— Start of Page text —
There are countless takes one can have on “The Lighthouse,” and that’s an endearing quality I’m happy to see return to horror cinema. Films like “Midsommar,” “Hereditary,” and “The VVitch,” (all A24 productions) are genre-bending and innovative, not like the constant stream of low-in-quality-high-in-jumpscares drivel that has become commonplace (“Annabelle Comes Home,” “Crawl,” “The Nun.”)

The simplest reading of “The Lighthouse” is the straightforward one: a seafaring tale of two mentally unstable men slowly losing their fragile grip on sanity. Any mermaids, squid-men or other supernatural elements can be written off as hallucinations.

Another way is to see “The Lighthouse” as a modern retelling of Greek mythology, namely tales of Proteus and Prometheus, being embodied in Wake and Winslow respectively. Proteus was the son of Poseidon and god of the sea, commonly seen as a half-man, half-squid being. 

Still another way is to see the film as an allegory for the Garden of Eden, with the light within the lighthouse being representative of the tree of the knowledge of good and evil. Adam and Eve are forbidden access, similarly to Winslow, and are brutally punished when they betray God and take the fruit.

The most glorious part is that all these interpretations are correct. They all are valid, as is whatever reading you cook up when you see it (and you really should). Robert Eggers intentionally structured the film so that audiences could get any number of interpretations from it, and that’s where the cinematic beauty lies.
— End of Page text —
— Start of Given records —
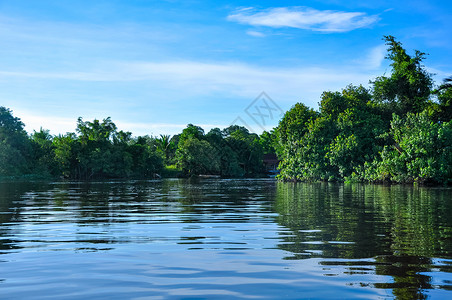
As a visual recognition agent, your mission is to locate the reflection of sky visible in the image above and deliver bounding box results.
[0,180,452,299]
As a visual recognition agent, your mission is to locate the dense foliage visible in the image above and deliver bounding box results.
[275,36,452,183]
[0,112,266,180]
[0,36,452,184]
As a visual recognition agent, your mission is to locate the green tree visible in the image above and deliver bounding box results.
[0,106,32,176]
[372,36,433,114]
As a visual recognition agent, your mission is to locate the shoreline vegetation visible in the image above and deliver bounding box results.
[0,36,452,185]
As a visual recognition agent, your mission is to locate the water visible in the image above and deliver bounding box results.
[0,179,452,299]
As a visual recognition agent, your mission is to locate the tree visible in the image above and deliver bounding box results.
[371,35,433,115]
[0,106,31,176]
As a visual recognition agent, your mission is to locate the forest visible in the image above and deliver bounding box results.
[0,36,452,184]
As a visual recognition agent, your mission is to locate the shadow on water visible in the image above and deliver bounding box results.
[0,179,452,299]
[274,183,452,299]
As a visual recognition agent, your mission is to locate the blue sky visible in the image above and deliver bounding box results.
[0,0,452,135]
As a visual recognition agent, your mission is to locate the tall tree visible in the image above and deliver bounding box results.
[371,35,433,114]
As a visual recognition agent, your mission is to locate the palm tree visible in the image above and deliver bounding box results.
[155,134,174,160]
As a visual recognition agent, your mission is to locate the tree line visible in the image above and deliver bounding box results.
[0,107,270,180]
[272,36,452,184]
[0,36,452,184]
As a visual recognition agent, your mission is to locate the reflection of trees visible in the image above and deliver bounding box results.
[275,183,452,299]
[0,182,53,254]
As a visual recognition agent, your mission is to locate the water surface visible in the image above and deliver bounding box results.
[0,179,452,299]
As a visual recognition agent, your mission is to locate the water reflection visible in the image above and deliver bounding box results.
[0,180,452,299]
[275,183,452,299]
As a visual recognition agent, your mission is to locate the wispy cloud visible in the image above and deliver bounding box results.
[246,30,265,37]
[227,6,380,32]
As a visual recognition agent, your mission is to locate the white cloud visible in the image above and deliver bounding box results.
[246,30,265,37]
[227,6,380,32]
[355,44,386,70]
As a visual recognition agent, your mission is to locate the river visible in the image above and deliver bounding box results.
[0,179,452,299]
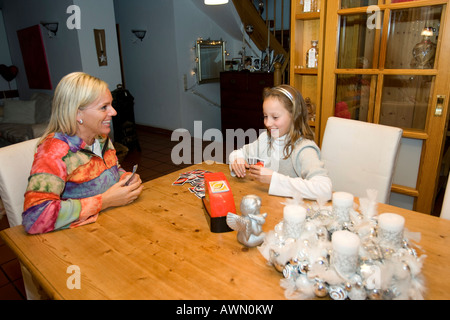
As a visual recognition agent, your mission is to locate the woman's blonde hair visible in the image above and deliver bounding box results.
[41,72,108,140]
[263,84,314,159]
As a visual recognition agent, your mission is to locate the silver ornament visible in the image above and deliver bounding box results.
[368,289,382,300]
[328,286,348,300]
[269,249,284,272]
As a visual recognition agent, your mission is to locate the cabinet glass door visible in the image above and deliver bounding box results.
[320,0,450,213]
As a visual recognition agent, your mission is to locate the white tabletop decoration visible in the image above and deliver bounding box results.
[258,190,426,300]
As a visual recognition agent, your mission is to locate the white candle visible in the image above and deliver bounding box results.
[333,192,354,208]
[378,213,405,249]
[331,230,360,276]
[283,205,306,239]
[378,213,405,232]
[332,192,354,223]
[331,230,360,255]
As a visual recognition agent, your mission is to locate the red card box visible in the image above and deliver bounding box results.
[202,172,236,233]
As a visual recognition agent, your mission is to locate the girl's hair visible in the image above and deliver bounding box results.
[41,72,108,141]
[263,84,314,159]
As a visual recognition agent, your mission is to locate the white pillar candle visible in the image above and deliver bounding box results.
[283,205,306,239]
[332,192,354,223]
[378,213,405,249]
[331,230,360,276]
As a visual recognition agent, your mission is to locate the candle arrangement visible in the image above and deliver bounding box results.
[258,190,425,300]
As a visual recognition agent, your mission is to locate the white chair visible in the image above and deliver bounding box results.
[321,117,403,203]
[441,179,450,220]
[0,139,41,300]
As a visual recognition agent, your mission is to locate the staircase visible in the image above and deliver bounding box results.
[233,0,290,84]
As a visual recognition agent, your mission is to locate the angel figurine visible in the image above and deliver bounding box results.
[227,195,267,247]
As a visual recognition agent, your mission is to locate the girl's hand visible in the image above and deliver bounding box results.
[250,164,273,184]
[231,158,250,178]
[102,174,143,210]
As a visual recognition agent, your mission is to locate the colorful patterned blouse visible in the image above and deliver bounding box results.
[22,133,125,234]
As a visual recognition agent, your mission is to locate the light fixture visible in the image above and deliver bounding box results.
[205,0,228,6]
[131,30,147,41]
[41,22,58,38]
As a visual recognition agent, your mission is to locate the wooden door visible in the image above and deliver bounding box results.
[320,0,450,213]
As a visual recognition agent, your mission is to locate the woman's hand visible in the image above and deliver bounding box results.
[250,164,273,184]
[231,158,250,178]
[102,173,143,210]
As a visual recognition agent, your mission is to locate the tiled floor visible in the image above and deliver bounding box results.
[0,126,192,300]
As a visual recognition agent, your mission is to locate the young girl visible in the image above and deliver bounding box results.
[229,85,332,200]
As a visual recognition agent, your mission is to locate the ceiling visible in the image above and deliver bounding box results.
[192,0,242,40]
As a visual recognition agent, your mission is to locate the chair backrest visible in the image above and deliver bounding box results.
[0,139,39,227]
[321,117,403,203]
[441,179,450,220]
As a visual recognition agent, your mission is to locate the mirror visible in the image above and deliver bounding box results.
[197,40,225,84]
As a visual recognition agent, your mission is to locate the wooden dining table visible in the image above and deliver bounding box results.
[0,163,450,300]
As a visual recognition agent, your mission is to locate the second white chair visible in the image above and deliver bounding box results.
[321,117,403,203]
[0,139,42,300]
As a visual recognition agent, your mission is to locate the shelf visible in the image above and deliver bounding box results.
[294,68,318,75]
[295,12,320,20]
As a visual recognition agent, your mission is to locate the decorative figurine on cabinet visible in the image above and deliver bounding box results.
[227,195,267,247]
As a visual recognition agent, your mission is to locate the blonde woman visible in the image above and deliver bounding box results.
[22,72,142,234]
[229,85,332,201]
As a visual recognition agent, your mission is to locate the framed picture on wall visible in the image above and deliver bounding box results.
[17,25,53,90]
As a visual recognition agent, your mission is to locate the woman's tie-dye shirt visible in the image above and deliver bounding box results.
[22,133,125,234]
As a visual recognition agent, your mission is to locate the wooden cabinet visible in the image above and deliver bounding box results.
[289,0,326,143]
[220,71,273,134]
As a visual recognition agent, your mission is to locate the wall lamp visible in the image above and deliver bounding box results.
[41,22,58,38]
[131,30,147,41]
[205,0,228,6]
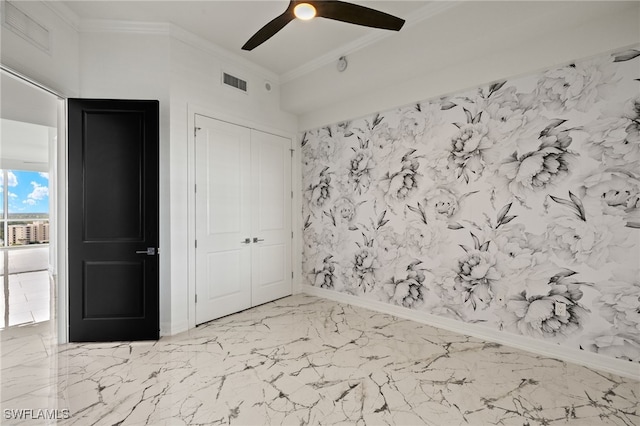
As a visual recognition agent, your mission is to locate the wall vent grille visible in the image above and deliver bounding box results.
[222,72,247,92]
[2,1,51,52]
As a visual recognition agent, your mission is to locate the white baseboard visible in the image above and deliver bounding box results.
[302,285,640,380]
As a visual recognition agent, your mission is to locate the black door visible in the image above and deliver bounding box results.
[68,99,159,342]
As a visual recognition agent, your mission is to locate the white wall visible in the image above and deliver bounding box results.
[170,39,299,334]
[290,1,640,130]
[0,1,80,97]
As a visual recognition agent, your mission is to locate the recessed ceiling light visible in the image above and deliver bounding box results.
[293,3,316,21]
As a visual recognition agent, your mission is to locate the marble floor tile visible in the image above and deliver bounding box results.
[1,295,640,426]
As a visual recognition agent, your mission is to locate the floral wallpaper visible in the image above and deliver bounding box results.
[300,49,640,362]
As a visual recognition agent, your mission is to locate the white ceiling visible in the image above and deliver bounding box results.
[62,0,434,76]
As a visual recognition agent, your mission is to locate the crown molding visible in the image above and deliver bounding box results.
[41,1,80,31]
[280,1,460,84]
[78,19,280,84]
[43,1,280,84]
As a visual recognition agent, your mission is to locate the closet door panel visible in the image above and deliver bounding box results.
[251,130,292,306]
[196,116,251,324]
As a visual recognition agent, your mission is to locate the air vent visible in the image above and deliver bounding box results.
[222,72,247,92]
[2,1,51,52]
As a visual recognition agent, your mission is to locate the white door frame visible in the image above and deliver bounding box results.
[187,104,302,329]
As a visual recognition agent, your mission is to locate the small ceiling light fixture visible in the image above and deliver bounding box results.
[293,3,316,21]
[336,56,348,72]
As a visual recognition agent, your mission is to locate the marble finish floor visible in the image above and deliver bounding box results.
[1,295,640,426]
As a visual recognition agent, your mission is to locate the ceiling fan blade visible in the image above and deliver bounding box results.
[242,1,295,50]
[309,1,404,31]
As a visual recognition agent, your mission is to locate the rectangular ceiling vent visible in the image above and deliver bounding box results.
[222,72,247,93]
[2,1,51,53]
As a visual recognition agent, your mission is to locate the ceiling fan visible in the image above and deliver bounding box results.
[242,0,404,50]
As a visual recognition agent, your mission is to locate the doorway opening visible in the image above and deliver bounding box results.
[0,67,63,334]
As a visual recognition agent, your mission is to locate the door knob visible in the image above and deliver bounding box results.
[136,247,156,256]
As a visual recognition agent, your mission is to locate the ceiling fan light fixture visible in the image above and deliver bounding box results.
[293,3,316,21]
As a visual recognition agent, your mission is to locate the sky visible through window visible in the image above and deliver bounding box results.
[0,170,49,216]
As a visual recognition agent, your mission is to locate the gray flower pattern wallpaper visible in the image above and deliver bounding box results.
[299,48,640,362]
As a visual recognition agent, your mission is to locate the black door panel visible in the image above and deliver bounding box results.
[68,99,159,342]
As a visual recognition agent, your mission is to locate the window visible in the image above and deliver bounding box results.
[0,170,49,247]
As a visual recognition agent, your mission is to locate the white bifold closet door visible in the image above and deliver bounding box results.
[195,115,292,324]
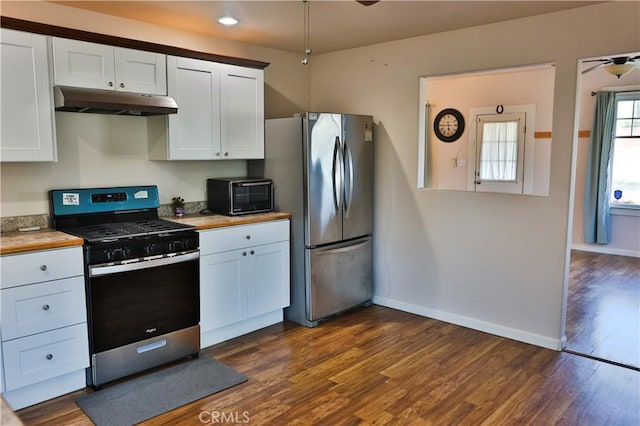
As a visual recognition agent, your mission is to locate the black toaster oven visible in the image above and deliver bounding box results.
[207,178,273,216]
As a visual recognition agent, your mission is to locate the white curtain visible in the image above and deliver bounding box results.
[480,121,518,182]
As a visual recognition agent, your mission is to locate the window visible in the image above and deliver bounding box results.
[610,92,640,208]
[467,109,535,194]
[478,117,519,182]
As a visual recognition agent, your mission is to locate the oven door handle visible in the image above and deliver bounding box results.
[89,250,200,277]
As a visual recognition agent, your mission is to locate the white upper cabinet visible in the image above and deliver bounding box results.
[220,64,264,159]
[0,28,56,161]
[164,56,222,160]
[53,37,167,95]
[150,56,264,160]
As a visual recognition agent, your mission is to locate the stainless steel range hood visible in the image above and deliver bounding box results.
[54,86,178,116]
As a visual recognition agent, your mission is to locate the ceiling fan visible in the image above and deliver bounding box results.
[582,55,640,78]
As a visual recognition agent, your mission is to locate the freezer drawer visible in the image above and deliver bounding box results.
[305,237,373,321]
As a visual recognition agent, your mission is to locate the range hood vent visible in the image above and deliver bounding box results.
[54,86,178,116]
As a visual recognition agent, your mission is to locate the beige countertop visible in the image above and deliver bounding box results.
[168,212,291,231]
[0,228,84,254]
[0,212,291,255]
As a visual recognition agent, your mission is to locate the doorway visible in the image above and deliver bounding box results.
[565,53,640,371]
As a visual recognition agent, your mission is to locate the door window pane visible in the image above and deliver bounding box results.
[479,121,518,182]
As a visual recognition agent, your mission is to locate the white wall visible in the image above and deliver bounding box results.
[311,2,640,348]
[0,1,309,217]
[572,62,640,257]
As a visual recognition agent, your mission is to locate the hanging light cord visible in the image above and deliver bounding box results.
[302,0,311,65]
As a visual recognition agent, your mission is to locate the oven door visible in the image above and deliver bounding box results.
[88,250,200,354]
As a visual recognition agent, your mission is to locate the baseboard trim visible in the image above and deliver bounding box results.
[200,309,284,349]
[571,244,640,257]
[373,296,564,351]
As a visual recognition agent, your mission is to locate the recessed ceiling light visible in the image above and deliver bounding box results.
[218,16,238,26]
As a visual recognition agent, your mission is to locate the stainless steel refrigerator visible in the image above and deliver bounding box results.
[248,112,373,327]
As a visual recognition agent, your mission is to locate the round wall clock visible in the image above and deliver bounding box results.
[433,108,464,142]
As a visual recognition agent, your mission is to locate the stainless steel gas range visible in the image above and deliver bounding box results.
[50,186,200,387]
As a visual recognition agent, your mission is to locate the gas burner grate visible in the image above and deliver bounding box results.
[65,219,195,241]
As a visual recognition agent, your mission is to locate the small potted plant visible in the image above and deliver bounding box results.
[171,197,184,217]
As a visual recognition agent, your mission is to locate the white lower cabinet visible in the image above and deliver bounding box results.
[200,220,290,347]
[0,246,89,410]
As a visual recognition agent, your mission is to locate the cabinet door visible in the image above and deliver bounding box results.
[167,56,221,160]
[0,246,84,289]
[2,323,89,391]
[53,37,116,90]
[0,29,56,161]
[248,241,290,317]
[200,250,247,332]
[1,277,87,340]
[220,64,264,159]
[115,48,167,95]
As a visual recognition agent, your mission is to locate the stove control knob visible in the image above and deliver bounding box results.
[120,247,131,259]
[103,249,113,261]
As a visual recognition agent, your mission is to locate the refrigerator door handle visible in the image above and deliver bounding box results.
[332,136,342,212]
[315,237,371,256]
[344,139,353,217]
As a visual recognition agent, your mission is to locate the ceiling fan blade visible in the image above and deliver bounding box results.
[582,61,613,74]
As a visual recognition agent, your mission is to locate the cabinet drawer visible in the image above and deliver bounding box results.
[1,277,87,340]
[0,246,84,288]
[2,323,89,391]
[200,220,289,255]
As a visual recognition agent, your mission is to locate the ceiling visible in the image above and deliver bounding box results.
[52,0,602,53]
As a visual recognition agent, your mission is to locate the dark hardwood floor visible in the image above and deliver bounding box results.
[566,250,640,368]
[18,306,640,426]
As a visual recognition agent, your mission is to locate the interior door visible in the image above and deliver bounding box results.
[304,112,343,247]
[342,115,373,240]
[474,113,526,194]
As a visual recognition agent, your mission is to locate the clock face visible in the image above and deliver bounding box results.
[433,108,464,142]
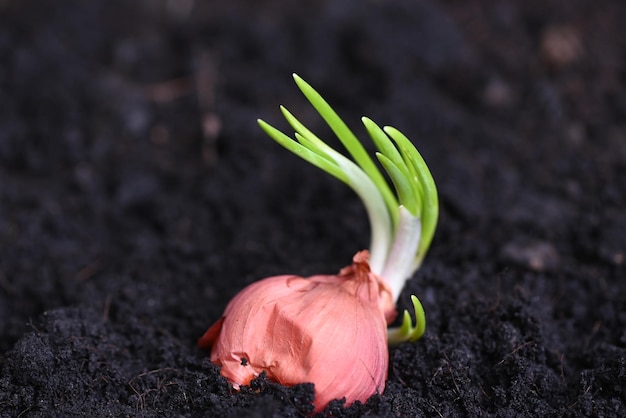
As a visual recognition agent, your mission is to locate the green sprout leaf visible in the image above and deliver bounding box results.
[387,295,426,345]
[258,74,439,316]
— End of Given records —
» To be done
• a. In the film review, which mythological figures do Wake and Winslow embody?
• b. Copy the lines of the listing from the one containing "locate the rectangular" through the one containing "[2,1,51,53]", and increase every bounding-box coordinate by 13. Keep the request line too.

» Expected results
• a. Wake embodies Proteus and Winslow embodies Prometheus.

• b.
As a visual recognition agent, your mission is to locate the rectangular ceiling vent visible in the image above and deliver bounding box results.
[235,85,260,106]
[15,14,64,66]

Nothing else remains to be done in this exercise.